(DIRECTIONS FOR THIS TASK)
The entries should be given again so that each one matches the original exactly.

(DATA SUPPLIED)
Start of Block
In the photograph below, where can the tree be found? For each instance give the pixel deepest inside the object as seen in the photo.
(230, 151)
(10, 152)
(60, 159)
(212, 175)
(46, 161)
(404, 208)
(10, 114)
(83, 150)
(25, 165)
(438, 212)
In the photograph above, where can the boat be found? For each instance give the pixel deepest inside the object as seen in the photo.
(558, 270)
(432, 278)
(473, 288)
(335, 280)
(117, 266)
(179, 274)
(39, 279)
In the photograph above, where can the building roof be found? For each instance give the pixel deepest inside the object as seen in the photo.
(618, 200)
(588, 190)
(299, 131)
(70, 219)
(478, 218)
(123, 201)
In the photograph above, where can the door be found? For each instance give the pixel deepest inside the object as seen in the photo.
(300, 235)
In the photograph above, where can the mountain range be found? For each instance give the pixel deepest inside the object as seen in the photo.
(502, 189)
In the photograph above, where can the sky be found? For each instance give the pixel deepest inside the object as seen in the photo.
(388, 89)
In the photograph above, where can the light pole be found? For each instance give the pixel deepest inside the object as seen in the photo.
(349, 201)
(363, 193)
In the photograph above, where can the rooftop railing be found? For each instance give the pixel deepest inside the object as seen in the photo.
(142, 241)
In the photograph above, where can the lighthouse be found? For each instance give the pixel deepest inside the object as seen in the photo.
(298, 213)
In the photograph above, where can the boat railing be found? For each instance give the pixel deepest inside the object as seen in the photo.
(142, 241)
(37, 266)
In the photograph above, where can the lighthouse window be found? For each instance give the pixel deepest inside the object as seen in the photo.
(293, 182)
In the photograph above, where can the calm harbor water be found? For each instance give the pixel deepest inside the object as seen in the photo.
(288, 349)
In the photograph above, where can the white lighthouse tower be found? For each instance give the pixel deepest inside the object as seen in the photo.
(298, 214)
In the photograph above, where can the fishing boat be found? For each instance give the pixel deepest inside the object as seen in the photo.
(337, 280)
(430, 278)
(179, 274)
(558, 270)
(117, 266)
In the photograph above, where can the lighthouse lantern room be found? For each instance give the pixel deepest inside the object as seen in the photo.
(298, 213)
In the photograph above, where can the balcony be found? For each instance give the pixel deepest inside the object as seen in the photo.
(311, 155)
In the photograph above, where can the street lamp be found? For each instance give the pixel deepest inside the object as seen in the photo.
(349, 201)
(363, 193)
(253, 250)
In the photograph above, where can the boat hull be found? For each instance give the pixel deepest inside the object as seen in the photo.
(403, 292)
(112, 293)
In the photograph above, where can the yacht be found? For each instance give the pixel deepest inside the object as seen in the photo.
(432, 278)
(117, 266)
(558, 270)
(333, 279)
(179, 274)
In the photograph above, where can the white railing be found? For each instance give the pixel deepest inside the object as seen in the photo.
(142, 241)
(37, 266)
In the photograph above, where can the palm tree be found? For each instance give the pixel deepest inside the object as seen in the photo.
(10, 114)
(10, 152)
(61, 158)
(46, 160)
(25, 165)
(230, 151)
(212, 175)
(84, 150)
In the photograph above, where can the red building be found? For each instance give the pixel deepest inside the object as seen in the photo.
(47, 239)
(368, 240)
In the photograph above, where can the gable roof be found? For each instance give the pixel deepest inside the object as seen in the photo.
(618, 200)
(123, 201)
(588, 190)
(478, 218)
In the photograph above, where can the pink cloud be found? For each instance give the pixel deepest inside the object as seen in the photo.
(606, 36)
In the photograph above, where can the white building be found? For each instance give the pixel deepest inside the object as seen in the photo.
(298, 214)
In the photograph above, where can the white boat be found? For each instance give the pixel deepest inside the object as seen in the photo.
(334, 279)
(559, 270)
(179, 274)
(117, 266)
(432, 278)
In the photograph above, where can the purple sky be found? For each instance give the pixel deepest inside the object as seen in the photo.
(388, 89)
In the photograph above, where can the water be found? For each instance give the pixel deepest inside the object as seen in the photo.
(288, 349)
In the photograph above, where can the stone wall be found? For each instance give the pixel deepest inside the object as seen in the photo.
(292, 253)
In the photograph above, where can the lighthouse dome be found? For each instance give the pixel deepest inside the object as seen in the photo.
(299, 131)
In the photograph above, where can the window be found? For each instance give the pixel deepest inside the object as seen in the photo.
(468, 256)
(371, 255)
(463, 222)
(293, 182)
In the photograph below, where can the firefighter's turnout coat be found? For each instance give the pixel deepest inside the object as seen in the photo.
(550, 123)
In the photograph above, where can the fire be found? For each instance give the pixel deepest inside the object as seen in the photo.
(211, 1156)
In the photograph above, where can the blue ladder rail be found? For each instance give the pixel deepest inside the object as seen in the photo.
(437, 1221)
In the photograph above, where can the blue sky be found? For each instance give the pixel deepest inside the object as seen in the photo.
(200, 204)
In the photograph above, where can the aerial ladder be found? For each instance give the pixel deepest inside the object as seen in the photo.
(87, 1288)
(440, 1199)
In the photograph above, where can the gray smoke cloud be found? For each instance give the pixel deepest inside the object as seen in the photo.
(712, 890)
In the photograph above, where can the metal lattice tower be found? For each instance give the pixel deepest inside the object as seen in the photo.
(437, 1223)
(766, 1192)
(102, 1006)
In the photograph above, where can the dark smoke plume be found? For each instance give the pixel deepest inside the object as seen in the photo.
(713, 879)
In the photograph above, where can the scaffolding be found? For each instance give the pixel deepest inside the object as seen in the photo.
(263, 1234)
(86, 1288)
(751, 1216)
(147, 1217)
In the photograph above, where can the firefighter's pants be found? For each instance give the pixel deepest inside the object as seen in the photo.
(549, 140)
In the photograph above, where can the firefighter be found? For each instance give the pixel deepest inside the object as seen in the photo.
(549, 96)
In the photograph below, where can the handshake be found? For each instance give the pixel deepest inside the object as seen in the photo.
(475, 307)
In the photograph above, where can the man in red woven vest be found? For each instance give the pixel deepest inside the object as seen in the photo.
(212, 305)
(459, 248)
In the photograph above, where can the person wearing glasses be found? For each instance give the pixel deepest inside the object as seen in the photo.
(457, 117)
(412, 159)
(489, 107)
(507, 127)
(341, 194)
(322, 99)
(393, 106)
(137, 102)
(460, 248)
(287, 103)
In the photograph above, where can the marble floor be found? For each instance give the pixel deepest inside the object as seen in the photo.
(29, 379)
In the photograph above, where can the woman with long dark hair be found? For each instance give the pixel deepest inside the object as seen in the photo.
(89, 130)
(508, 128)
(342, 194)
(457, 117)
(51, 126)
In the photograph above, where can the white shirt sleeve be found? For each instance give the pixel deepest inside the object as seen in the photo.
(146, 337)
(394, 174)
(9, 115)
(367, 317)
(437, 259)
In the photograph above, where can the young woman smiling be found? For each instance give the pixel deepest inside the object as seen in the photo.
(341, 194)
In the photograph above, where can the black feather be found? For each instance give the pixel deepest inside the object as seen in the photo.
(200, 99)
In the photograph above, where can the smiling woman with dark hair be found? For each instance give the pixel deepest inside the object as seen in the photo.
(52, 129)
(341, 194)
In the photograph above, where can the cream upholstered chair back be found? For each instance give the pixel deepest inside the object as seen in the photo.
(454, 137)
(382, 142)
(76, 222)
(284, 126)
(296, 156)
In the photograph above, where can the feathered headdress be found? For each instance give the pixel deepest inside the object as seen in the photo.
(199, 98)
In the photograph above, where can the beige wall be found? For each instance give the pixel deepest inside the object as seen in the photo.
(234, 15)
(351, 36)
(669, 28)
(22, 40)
End of Block
(ANSWER FOR THIS EXERCISE)
In the photograph below, where can the tree be found? For each instance give the pixel deepest inside the object as seen in the photo.
(230, 151)
(10, 152)
(60, 159)
(212, 175)
(46, 161)
(404, 208)
(10, 114)
(83, 150)
(25, 165)
(438, 212)
In the photograph above, where can the boat be found? For each instance give the pixel deepest inside the object as seen in the photo.
(558, 270)
(432, 278)
(473, 288)
(335, 280)
(117, 266)
(179, 274)
(39, 279)
In the photograph above, where can the building roof be found? For each instance give the pixel deepest inside the object as seen in the photo.
(618, 200)
(588, 190)
(299, 131)
(70, 219)
(478, 218)
(123, 201)
In the photograph above, where can the door be found? For each instance give the pixel deepest inside the object as seen in the photo.
(300, 235)
In the photograph above, where can the mountain range be found? For each instance give the pixel deepest inside the object as seen in the photo.
(502, 189)
In the photograph above, where can the sky be found? For each instance give the pixel deepest inside the object as seen in the photo.
(388, 89)
In the photograph above, where can the light pole be found? For each instance give the pixel deepest inside the object as seen in the photo.
(349, 201)
(363, 193)
In the photograph above, where can the rooftop railing be found? For each instance give the pixel deepest inside the object as seen in the photo.
(142, 241)
In the photograph above, where can the lighthouse be found? For each instance give the pixel deepest inside the object as seen in the photo.
(298, 213)
In the photograph above, where can the boat railing be found? For each instance give the pixel deepest inside the object as seen in the photo.
(142, 241)
(37, 266)
In the photograph above, where can the lighthouse window be found? For each instance give the pixel deepest inside the object as seen in the photo.
(293, 182)
In the photograph above, where can the calm harbor water be found? For each instance give the pixel deepest inside the object as seen in the photo.
(288, 349)
In the photograph above, where can the white lighthouse tower be found? For each instance give the pixel deepest inside the object as seen in the photo.
(298, 214)
In the photograph above, where can the fishing boat be found? For each instance give the pixel deepest inside the object as seen in the photo.
(337, 280)
(430, 278)
(179, 274)
(558, 270)
(117, 266)
In the photograph above, where can the lighthouse lantern room be found? For each instance give the pixel deepest inside the object as seen in the photo.
(298, 213)
In the photograph above, where can the balcony be found? For each instance give the pixel deepest inside the object as seen in the photo.
(311, 155)
In the photograph above, where can the street lamp be found? For each instance give the pixel deepest inside the object as seen in the photo.
(349, 201)
(363, 193)
(253, 250)
In the photograph above, where can the boat hull be found? For each instance give the pixel deepest inside the object as seen in the photo.
(403, 292)
(112, 293)
In the photograph above, where can the yacht be found? For each instance give the pixel deepest inside the object as seen in the photo.
(432, 278)
(117, 266)
(558, 270)
(333, 279)
(179, 274)
In the photograph above, where can the white railing be found? For each instance give the pixel deepest inside the object as seen in the photo.
(142, 241)
(37, 266)
In the photograph above, where can the palm tree be found? For each instance give the pixel deepest inside the object as seen in the photo.
(10, 114)
(10, 152)
(61, 158)
(46, 160)
(25, 165)
(230, 151)
(212, 175)
(84, 150)
In the photograph above, where can the red building be found? For each instance give the pixel deepest inside the object as seen in the photo.
(47, 239)
(368, 240)
In the photograph above, where can the gable roof be found? For each instance give the pixel deepest inside the object as seen in the photo.
(618, 200)
(123, 201)
(588, 190)
(478, 218)
In the photograph above, where can the pink cloud be found? For each instance give the pixel deepest inside the object as seen in the photo.
(606, 36)
In the photograph above, where can the white building be found? For each instance give the pixel deepest inside the object as seen in the photo.
(298, 214)
In the photograph above, where can the white boat be found? For each instance give the pixel deepest inside the object as seen in the photo.
(334, 279)
(559, 270)
(179, 274)
(117, 266)
(432, 278)
In the photograph above, where can the purple sky be found? For each instance give the pixel deepest inside the object as seen in the photo.
(388, 89)
In the photograph above, where can the water be found? For each instance give the pixel deepest inside the object as seen in the photo.
(288, 349)
In the photograph above, where can the stone wall be found? For each instance give the pixel deepest inside the object as seen in the photo.
(292, 253)
In the photograph above, where can the lighthouse dome be found? For each instance give the pixel deepest inside the object as seen in the photo.
(299, 131)
In the photograph above, where can the window be found? For each instance give the pixel deepest inside the object as seen in the photo.
(468, 256)
(371, 255)
(463, 222)
(293, 182)
In the photograph below, where can the firefighter's turnout coat be found? For each instance give the pixel deepest inside the object as seen in the photo.
(550, 123)
In the photograph above, where can the fire be found? For each instance give the pixel deepest inside the object as seen in the photo.
(211, 1156)
In the photograph above, where can the blue ladder rail be found? For each instance give the pixel deepest inside the object as seen in the photo.
(437, 1221)
In the photograph above, where can the blue sky be found? For each instance give the pixel deepest inside the object as seen in the photo.
(200, 204)
In the photograph above, where can the aerial ladder be found? For each instance give the pixel deepest inside the object as seen in the photo.
(87, 1288)
(440, 1199)
In the photograph above, where can the gray smoke cloud be found? For each instance give the pixel deepest inside the object as seen in the photo.
(712, 890)
In the photograph above, where can the metal lattice tower be found? For each instance give the pixel deepest inside the object as seen in the photo.
(437, 1223)
(766, 1192)
(102, 1006)
In the photograph above, where can the dark smoke plume be found? For each instance give the pixel deepest inside the object as seen in the photo.
(713, 879)
In the photograph above, where can the scaffolding be found? For each instance give the pixel deepest inside the object as seen in the photo.
(263, 1234)
(86, 1288)
(751, 1216)
(147, 1217)
In the photograph above, where can the firefighter's pants be found? For each instance give the pixel deepest inside the object as seen in the photo.
(549, 140)
In the photograph above, where can the firefighter be found? For each instance give the pixel deepest inside the object as seen in the photo.
(549, 96)
In the photograph below, where can the handshake be found? For each instance give the pixel deepest inside the object as seen in the photo.
(475, 307)
In the photograph above, where can the man in red woven vest be found? For each instance give the pixel deepest inside the object as seen in the photo.
(212, 305)
(459, 248)
In the photograph above, where can the person wearing glasses be found? For each instance give the pixel deepest inside the object as seen in the photo.
(457, 117)
(412, 159)
(489, 107)
(507, 127)
(341, 194)
(322, 99)
(393, 106)
(137, 102)
(460, 248)
(287, 103)
In the photograph above, where can the marble floor be found? For each instance give the pixel deepest inside the object as seen in the photo.
(29, 379)
In the photograph above, where can the woman with long dark hair be found? For each instance give the pixel deepest inside the object as seen in the photo.
(89, 130)
(508, 128)
(342, 194)
(457, 117)
(51, 126)
In the photograph above, where can the white shirt sleeve be found? For each instance give the pixel deepest inside the object as seen in the photo.
(146, 337)
(394, 174)
(9, 115)
(367, 317)
(437, 259)
In the photograph above, where can the young woman smiling be found? For each instance give the pixel deepest inside the object as seen in the photo.
(341, 194)
In the photograph above, where can the black feather be found? For each instance give the pixel deepest inside the object as seen in the photo.
(200, 99)
In the photograph above, where can the smiling woman with dark hair be found? For each instance give the pixel deepest inside the object as seen in the photo.
(52, 129)
(341, 194)
In the photograph above, where can the cream upholstered chair back be found? For each instance give the pixel deepest inside the object as seen in the photo.
(454, 137)
(382, 142)
(76, 222)
(284, 126)
(296, 156)
In the photograph above, where can the feathered headdress be found? For each instance give the pixel deepest inside the object as seen in the photo.
(199, 98)
In the photograph above, where can the beige wall be found? For each instance give the pixel deepest inside the object as seen in the photo.
(234, 15)
(351, 36)
(669, 28)
(22, 40)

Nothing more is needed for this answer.